GIVEN INSTRUCTION: Extract every line of the rows below, from the first line through the line containing "405;225;640;317", and reproduce each one character for character.

--- start ---

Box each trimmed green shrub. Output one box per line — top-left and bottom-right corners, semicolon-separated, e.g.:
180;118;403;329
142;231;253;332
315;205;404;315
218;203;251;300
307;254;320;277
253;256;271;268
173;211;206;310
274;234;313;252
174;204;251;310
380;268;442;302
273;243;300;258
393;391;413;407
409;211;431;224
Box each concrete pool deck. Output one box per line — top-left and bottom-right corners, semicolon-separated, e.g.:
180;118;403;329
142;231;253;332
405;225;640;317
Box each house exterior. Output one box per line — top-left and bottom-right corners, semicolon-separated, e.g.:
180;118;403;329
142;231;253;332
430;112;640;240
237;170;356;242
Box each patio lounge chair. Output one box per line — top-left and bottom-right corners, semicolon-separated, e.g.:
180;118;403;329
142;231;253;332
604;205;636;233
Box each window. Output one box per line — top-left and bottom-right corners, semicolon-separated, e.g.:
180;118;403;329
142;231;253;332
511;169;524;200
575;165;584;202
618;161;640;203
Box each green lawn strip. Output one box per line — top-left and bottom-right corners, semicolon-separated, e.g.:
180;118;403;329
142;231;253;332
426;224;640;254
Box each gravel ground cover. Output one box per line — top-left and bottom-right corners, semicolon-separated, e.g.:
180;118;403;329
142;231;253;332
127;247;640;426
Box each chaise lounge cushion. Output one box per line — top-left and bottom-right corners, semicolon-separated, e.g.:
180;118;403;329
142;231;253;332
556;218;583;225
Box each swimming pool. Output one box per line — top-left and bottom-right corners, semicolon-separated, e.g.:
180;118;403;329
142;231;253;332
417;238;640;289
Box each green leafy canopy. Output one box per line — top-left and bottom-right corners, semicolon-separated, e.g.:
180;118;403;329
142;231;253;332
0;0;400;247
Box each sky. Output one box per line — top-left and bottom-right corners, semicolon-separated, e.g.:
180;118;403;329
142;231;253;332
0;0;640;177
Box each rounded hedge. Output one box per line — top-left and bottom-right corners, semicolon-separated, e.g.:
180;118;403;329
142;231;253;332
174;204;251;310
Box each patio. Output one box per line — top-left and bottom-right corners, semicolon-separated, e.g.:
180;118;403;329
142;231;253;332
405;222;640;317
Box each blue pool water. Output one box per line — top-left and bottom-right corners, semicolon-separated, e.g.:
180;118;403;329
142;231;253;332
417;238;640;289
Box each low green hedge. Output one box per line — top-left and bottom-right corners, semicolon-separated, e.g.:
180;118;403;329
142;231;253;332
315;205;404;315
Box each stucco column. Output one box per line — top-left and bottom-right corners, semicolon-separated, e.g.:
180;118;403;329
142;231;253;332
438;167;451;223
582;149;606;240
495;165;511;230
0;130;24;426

--- end ---

OUTPUT FOR THIS TASK:
Box each trimmed green shrub. Output one box per line — top-left and bottom-right corners, semicolon-separated, e.g.:
180;118;403;329
142;231;253;332
315;205;404;315
218;203;251;300
307;254;320;277
253;256;271;268
173;211;206;310
274;234;313;252
174;204;251;310
380;268;442;302
273;243;300;258
393;391;413;407
409;211;431;224
Box each concrete pool deck. Output one box per line — top-left and bottom-right corners, semicolon-separated, e.g.:
180;118;403;329
142;231;253;332
405;225;640;317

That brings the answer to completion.